:: Required work ::
Write out only the lines running from the one that contains "seated and record integer pixel coordinates." to the end of the material, both ends included.

-------- Material to process --------

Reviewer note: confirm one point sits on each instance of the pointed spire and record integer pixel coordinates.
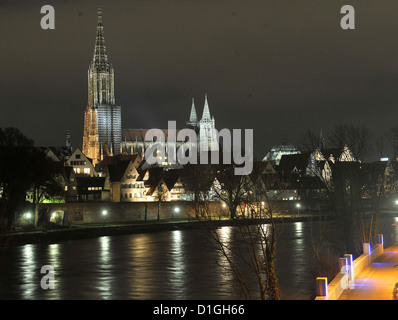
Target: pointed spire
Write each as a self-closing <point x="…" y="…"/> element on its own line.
<point x="193" y="118"/>
<point x="100" y="59"/>
<point x="206" y="111"/>
<point x="321" y="141"/>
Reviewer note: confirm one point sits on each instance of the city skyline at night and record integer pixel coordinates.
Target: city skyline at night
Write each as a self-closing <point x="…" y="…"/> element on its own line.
<point x="277" y="68"/>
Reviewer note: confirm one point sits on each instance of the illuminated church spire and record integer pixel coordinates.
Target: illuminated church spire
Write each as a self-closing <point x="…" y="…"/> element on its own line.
<point x="206" y="111"/>
<point x="100" y="72"/>
<point x="193" y="118"/>
<point x="102" y="119"/>
<point x="100" y="59"/>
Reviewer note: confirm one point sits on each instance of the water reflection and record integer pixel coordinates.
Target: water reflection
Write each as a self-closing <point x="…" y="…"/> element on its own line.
<point x="55" y="262"/>
<point x="180" y="264"/>
<point x="28" y="272"/>
<point x="105" y="268"/>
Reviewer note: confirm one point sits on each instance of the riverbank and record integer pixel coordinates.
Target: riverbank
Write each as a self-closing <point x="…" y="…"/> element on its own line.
<point x="90" y="231"/>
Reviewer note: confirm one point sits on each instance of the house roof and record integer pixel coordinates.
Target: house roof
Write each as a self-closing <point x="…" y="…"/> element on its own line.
<point x="139" y="134"/>
<point x="117" y="170"/>
<point x="83" y="182"/>
<point x="111" y="160"/>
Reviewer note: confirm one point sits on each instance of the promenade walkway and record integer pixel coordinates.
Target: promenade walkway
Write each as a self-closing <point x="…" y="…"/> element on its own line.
<point x="376" y="281"/>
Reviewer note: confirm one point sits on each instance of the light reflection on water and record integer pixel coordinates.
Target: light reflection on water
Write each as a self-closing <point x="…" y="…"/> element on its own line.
<point x="179" y="264"/>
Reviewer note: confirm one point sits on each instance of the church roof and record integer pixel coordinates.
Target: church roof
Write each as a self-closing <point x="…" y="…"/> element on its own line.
<point x="139" y="134"/>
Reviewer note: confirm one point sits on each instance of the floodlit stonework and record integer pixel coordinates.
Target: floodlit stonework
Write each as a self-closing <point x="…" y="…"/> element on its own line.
<point x="102" y="118"/>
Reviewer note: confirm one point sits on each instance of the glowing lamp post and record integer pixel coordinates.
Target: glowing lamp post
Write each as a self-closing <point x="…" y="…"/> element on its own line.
<point x="176" y="210"/>
<point x="298" y="206"/>
<point x="104" y="214"/>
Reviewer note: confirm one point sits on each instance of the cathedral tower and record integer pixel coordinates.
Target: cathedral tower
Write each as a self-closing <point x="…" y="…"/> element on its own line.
<point x="102" y="118"/>
<point x="207" y="130"/>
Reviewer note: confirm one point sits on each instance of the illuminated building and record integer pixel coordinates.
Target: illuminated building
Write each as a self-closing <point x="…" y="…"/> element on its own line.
<point x="102" y="118"/>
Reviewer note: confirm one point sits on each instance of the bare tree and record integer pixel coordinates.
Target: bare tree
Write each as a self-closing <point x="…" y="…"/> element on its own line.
<point x="392" y="138"/>
<point x="255" y="258"/>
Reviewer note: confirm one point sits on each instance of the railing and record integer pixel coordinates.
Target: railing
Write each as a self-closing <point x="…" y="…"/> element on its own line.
<point x="349" y="269"/>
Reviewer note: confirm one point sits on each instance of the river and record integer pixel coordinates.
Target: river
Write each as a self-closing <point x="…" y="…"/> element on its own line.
<point x="179" y="264"/>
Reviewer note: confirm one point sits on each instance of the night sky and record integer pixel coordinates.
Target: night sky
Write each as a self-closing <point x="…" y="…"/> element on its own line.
<point x="278" y="67"/>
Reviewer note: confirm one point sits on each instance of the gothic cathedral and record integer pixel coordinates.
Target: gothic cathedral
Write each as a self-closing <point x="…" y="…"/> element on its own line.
<point x="102" y="119"/>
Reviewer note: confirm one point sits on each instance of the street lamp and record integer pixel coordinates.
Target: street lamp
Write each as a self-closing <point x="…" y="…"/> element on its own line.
<point x="298" y="206"/>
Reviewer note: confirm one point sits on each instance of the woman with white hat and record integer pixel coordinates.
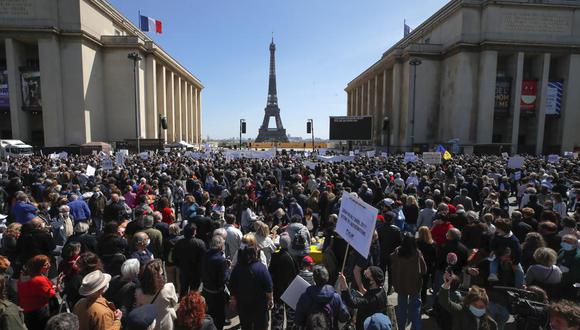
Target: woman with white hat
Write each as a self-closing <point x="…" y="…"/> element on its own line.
<point x="94" y="311"/>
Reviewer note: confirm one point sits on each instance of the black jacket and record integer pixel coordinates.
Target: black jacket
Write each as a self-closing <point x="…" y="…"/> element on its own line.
<point x="373" y="301"/>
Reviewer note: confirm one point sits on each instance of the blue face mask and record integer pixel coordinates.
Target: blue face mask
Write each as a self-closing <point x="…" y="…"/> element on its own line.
<point x="478" y="312"/>
<point x="567" y="246"/>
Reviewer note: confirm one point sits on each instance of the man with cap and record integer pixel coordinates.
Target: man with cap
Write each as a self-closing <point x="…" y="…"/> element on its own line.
<point x="373" y="301"/>
<point x="94" y="311"/>
<point x="283" y="271"/>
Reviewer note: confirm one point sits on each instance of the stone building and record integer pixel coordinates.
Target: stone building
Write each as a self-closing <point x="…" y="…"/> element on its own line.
<point x="492" y="73"/>
<point x="65" y="77"/>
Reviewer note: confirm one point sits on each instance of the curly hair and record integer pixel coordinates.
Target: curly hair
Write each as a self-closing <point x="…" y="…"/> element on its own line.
<point x="191" y="311"/>
<point x="150" y="278"/>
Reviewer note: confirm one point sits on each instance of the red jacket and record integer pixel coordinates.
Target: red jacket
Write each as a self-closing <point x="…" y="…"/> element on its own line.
<point x="438" y="232"/>
<point x="34" y="293"/>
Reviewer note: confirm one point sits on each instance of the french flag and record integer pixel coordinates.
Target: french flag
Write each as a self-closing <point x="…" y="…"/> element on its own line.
<point x="150" y="24"/>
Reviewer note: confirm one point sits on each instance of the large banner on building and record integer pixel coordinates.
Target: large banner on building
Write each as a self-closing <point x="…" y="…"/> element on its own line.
<point x="31" y="95"/>
<point x="4" y="96"/>
<point x="503" y="89"/>
<point x="529" y="96"/>
<point x="554" y="97"/>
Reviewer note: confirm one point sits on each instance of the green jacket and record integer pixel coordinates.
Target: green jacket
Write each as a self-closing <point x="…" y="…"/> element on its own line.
<point x="11" y="316"/>
<point x="572" y="261"/>
<point x="463" y="319"/>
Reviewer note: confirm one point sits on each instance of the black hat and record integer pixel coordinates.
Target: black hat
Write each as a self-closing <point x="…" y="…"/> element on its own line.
<point x="141" y="317"/>
<point x="377" y="275"/>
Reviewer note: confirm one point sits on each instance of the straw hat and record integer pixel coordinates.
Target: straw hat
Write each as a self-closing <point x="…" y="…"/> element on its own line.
<point x="93" y="282"/>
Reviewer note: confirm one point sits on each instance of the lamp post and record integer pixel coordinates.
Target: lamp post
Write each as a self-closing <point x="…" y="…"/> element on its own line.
<point x="310" y="129"/>
<point x="414" y="62"/>
<point x="387" y="132"/>
<point x="136" y="58"/>
<point x="242" y="130"/>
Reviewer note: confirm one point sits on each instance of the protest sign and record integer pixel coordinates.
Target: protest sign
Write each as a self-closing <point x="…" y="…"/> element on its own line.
<point x="410" y="157"/>
<point x="90" y="171"/>
<point x="356" y="223"/>
<point x="432" y="158"/>
<point x="292" y="294"/>
<point x="107" y="164"/>
<point x="310" y="165"/>
<point x="553" y="158"/>
<point x="120" y="159"/>
<point x="515" y="162"/>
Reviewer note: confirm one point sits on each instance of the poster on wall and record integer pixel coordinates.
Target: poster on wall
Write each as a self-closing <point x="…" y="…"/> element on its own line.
<point x="503" y="89"/>
<point x="4" y="96"/>
<point x="529" y="93"/>
<point x="31" y="94"/>
<point x="554" y="97"/>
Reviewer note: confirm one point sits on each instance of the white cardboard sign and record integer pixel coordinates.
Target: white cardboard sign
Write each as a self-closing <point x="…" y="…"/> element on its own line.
<point x="515" y="162"/>
<point x="356" y="223"/>
<point x="433" y="158"/>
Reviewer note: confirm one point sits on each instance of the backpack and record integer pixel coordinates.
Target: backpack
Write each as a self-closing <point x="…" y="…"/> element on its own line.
<point x="298" y="242"/>
<point x="320" y="318"/>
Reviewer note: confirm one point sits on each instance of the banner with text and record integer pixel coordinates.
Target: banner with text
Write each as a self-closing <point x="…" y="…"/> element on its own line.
<point x="356" y="223"/>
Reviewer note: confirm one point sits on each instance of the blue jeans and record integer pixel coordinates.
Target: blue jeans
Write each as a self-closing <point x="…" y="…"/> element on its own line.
<point x="518" y="273"/>
<point x="409" y="309"/>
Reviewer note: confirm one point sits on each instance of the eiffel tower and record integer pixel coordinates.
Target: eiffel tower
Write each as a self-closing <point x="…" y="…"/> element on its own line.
<point x="272" y="111"/>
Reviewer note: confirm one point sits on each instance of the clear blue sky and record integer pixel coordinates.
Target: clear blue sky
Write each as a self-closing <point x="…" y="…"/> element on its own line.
<point x="321" y="46"/>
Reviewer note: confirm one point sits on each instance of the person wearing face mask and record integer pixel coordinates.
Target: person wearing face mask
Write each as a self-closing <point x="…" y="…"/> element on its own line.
<point x="408" y="268"/>
<point x="373" y="301"/>
<point x="502" y="240"/>
<point x="94" y="311"/>
<point x="140" y="243"/>
<point x="564" y="315"/>
<point x="471" y="313"/>
<point x="569" y="262"/>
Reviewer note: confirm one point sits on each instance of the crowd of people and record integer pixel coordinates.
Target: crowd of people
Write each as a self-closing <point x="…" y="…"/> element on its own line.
<point x="175" y="242"/>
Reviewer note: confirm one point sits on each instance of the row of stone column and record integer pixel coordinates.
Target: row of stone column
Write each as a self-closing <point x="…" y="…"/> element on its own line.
<point x="171" y="96"/>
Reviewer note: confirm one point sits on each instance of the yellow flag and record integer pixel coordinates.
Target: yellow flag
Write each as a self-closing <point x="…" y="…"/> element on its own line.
<point x="447" y="155"/>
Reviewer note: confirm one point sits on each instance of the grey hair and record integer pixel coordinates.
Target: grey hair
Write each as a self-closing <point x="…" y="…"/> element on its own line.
<point x="130" y="268"/>
<point x="221" y="232"/>
<point x="217" y="242"/>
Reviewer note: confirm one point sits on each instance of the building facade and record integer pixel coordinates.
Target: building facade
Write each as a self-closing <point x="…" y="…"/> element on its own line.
<point x="480" y="72"/>
<point x="65" y="77"/>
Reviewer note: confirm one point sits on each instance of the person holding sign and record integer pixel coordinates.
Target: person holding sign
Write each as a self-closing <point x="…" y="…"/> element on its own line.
<point x="373" y="301"/>
<point x="408" y="268"/>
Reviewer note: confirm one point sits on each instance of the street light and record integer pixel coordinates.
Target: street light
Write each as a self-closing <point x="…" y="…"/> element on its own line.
<point x="310" y="129"/>
<point x="242" y="130"/>
<point x="136" y="58"/>
<point x="414" y="62"/>
<point x="387" y="132"/>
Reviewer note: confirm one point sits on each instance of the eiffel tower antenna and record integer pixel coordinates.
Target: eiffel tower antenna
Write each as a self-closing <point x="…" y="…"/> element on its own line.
<point x="272" y="110"/>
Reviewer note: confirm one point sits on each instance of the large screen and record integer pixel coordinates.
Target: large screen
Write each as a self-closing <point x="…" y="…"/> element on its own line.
<point x="351" y="128"/>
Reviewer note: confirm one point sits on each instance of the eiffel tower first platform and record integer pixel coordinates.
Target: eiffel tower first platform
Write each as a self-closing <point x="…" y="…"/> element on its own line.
<point x="272" y="112"/>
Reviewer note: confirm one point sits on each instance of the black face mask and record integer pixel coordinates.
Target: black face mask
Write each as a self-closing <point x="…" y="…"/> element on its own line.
<point x="366" y="283"/>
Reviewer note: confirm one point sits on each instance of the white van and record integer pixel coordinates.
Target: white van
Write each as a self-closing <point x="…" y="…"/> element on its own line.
<point x="14" y="148"/>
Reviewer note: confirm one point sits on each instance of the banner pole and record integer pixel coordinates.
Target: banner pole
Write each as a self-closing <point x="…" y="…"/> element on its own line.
<point x="345" y="257"/>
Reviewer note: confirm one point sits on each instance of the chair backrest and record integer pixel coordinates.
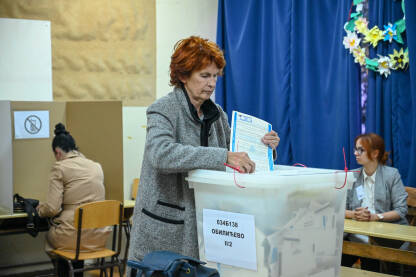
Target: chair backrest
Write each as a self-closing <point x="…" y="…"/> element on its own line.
<point x="411" y="196"/>
<point x="98" y="214"/>
<point x="135" y="188"/>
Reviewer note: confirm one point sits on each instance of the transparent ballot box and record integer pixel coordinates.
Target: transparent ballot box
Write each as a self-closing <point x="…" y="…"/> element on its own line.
<point x="288" y="222"/>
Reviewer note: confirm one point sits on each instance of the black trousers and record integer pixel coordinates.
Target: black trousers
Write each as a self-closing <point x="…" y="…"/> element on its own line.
<point x="63" y="268"/>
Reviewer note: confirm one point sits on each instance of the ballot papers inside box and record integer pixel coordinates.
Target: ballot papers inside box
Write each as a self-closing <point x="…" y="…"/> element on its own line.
<point x="287" y="222"/>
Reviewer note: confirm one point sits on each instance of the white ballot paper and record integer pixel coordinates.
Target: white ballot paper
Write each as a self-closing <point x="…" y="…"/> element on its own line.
<point x="246" y="134"/>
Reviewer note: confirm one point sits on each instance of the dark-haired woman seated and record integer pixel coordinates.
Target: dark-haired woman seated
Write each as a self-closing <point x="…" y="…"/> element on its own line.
<point x="74" y="180"/>
<point x="378" y="194"/>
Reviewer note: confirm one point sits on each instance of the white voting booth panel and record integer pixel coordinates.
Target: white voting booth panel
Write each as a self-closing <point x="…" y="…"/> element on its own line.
<point x="288" y="222"/>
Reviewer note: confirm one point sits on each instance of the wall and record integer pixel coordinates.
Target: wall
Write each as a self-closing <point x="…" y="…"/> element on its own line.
<point x="175" y="19"/>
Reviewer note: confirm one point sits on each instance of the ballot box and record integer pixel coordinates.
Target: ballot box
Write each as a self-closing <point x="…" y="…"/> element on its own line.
<point x="287" y="222"/>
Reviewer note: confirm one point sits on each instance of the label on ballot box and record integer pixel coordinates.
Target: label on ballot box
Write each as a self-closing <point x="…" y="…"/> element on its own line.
<point x="230" y="238"/>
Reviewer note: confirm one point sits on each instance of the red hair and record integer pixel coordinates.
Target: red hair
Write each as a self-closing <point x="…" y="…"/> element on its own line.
<point x="193" y="54"/>
<point x="372" y="142"/>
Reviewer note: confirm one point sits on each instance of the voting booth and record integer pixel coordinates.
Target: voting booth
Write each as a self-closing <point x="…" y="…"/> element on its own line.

--------

:: Result below ::
Reviewer note: confirm one point sits on each instance of the dark-haired woman seated and record integer pixel coordinates.
Target: dark-haired woman seated
Write each as a self-closing <point x="…" y="…"/> element on its own line.
<point x="74" y="180"/>
<point x="378" y="194"/>
Reviewer note: confirm one point sits on each instance of the white voting booth panel and record integer pixel coordinates.
Target: white voting booth panel
Write each as a self-closing <point x="…" y="…"/> element on its own line.
<point x="288" y="222"/>
Reviewer note: confirm one point sits on each instance of the wall and record integer pixel coordinates.
Target: wall
Write each as a self-closing <point x="…" y="…"/> element on its own line.
<point x="175" y="19"/>
Reviewer note: confirm one point sits on each instance of the ballot box and record integer pixel coordinates.
Target: ballot box
Write each as a self-closing <point x="…" y="…"/> element on its own line.
<point x="287" y="222"/>
Reviewer note: confirm one point sits on each instance of the label on ballot box and record integer pixel coordinates.
Target: label on ballot box
Write each as a self-closing <point x="…" y="…"/> element on its own line.
<point x="230" y="238"/>
Reviewer note: confirm one point sits on each instance of the red hair and record integer pixel coordinates.
Target: red hair
Write each as a self-closing <point x="…" y="…"/> element on its own line.
<point x="193" y="54"/>
<point x="372" y="142"/>
Reviewer note: confirm one point sits on each instance of the voting booth and record integer pixel coordinates.
Target: voting booth
Write each as a self-closing <point x="…" y="…"/> element on its own line.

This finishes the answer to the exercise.